§ **READING PASSAGE**:
○ ○ ○ ○

October 22, 2014, Global Food Forums — The following is an excerpt from the Arla Foods’-sponsored “2014 Protein Trends & Technology Seminar Report: Formulating with Proteins”
Muscle loss with aging (sarcopenia) is an important issue. Studies show that maintenance of muscle mass and strength can reduce risk for chronic health problems and is accomplished by the elderly through protein consumption and exercise.
“If strength is a function of skeletal muscle mass, then the data suggests two things. The greater strength/muscle mass means reduced risk for death, all-cause or cancer-related, especially for those over 60 years of age. And, aging people need to practice strategies to retain muscle, such as
physical activity and adequate (spaced and timed) high-quality protein,” explained Stuart M. Phillips, Ph.D., at McMaster University.
Data suggest that there is an advantage to consuming more protein than the RDA suggests, especially for older persons. However, aging is associated with reduced food intake, predisposing the elderly to energy-protein under-nutrition. One study showed that nitrogen excretion, muscle area and strength decreased in older subjects fed an isocaloric diet containing protein at the RDA. Phillips speculated that there would be greater benefit seen with higher intakes, yet many older adults are not consuming these intakes.

○ ○ ○ ○

§ **EXTRACTED DATA**:
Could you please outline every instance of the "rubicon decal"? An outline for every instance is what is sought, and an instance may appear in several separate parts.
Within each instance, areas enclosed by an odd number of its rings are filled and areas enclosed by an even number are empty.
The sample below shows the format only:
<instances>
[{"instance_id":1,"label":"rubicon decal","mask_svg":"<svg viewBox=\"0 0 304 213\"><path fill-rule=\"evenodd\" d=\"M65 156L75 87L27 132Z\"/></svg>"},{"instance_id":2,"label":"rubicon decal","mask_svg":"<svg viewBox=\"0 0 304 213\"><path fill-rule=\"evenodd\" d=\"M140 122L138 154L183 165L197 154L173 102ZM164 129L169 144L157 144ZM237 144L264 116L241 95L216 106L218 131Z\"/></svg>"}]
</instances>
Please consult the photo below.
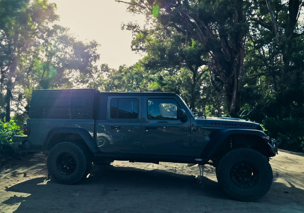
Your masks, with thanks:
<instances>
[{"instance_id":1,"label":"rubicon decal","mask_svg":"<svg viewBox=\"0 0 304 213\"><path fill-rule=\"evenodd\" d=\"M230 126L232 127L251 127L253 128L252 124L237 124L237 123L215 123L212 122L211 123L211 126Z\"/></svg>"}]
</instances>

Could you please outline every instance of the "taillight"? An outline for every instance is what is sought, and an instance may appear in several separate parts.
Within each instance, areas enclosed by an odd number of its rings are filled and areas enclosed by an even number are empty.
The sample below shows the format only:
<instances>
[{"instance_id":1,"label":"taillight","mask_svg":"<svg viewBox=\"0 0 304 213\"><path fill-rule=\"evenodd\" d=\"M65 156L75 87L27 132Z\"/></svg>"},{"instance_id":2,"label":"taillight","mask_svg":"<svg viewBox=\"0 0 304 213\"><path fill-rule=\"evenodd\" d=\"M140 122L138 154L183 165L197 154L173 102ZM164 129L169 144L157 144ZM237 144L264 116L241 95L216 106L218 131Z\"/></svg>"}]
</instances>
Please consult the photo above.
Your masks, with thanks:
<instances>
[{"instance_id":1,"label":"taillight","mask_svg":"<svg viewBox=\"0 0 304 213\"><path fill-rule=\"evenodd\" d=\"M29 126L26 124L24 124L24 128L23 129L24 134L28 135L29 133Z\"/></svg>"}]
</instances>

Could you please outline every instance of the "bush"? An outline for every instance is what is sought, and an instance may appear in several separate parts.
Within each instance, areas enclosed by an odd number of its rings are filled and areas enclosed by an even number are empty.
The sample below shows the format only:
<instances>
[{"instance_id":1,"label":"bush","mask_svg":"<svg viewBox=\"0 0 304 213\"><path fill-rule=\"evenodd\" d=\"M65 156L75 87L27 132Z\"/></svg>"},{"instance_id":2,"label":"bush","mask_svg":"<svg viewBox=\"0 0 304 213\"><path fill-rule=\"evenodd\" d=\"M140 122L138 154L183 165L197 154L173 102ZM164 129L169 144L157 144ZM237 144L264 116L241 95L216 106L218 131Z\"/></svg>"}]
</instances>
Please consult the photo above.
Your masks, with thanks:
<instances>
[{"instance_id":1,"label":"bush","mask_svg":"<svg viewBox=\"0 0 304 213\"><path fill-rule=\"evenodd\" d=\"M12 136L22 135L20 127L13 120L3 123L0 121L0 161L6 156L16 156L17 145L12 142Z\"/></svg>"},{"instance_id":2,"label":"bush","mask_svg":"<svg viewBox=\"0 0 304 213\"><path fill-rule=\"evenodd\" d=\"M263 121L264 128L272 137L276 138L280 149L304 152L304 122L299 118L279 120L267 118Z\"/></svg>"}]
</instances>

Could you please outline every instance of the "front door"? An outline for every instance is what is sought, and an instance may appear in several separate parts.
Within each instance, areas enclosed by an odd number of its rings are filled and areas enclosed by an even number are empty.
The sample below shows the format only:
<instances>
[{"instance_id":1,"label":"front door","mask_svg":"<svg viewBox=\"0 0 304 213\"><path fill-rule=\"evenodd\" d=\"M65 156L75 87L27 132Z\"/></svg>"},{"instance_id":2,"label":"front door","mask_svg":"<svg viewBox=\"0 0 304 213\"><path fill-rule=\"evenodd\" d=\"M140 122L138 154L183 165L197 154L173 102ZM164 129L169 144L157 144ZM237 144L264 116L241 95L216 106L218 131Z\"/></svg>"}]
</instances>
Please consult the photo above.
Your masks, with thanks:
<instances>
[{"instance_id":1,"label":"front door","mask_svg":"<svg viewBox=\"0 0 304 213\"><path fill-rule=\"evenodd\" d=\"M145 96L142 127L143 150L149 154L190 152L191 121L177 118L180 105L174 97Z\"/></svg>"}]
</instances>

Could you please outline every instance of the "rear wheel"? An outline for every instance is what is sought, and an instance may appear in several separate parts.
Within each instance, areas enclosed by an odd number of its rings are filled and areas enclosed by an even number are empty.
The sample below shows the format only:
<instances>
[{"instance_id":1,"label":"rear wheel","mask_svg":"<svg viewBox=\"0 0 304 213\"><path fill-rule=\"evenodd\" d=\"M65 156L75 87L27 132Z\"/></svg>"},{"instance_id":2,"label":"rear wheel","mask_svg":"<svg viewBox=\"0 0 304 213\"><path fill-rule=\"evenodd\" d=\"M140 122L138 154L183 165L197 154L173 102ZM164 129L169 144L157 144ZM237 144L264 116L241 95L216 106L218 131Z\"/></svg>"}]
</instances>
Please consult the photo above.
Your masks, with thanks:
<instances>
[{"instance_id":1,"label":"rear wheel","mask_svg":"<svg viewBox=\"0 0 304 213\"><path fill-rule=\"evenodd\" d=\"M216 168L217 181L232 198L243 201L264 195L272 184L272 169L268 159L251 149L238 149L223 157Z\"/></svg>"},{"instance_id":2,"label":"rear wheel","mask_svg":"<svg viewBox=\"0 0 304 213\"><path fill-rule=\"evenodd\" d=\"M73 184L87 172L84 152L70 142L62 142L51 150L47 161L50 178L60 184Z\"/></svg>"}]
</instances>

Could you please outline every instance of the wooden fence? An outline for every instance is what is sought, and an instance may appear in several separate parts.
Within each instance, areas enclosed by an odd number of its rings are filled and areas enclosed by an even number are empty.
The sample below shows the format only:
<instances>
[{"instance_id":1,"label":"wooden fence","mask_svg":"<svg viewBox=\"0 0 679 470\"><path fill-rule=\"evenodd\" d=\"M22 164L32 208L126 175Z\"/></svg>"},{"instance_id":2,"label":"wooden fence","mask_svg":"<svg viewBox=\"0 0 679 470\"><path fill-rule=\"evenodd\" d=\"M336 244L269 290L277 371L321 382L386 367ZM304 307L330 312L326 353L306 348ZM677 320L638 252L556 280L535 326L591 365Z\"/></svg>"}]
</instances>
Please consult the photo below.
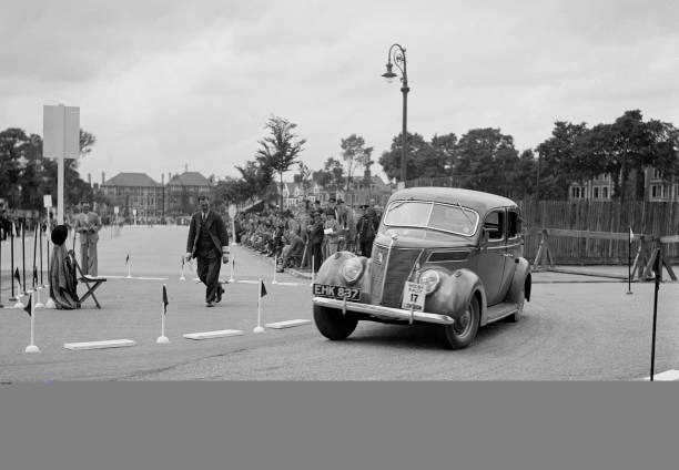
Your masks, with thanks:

○ ○ ○ ○

§ **WHAT TO WORK ON**: Quote the part of the protein and aging excerpt starting with "Muscle loss with" and going on through "at McMaster University.".

§ **THE COMPLETED TASK**:
Muscle loss with aging (sarcopenia) is an important issue. Studies show that maintenance of muscle mass and strength can reduce risk for chronic health problems and is accomplished by the elderly through protein consumption and exercise.
“If strength is a function of skeletal muscle mass, then the data suggests two things. The greater strength/muscle mass means reduced risk for death, all-cause or cancer-related, especially for those over 60 years of age. And, aging people need to practice strategies to retain muscle, such as
physical activity and adequate (spaced and timed) high-quality protein,” explained Stuart M. Phillips, Ph.D., at McMaster University.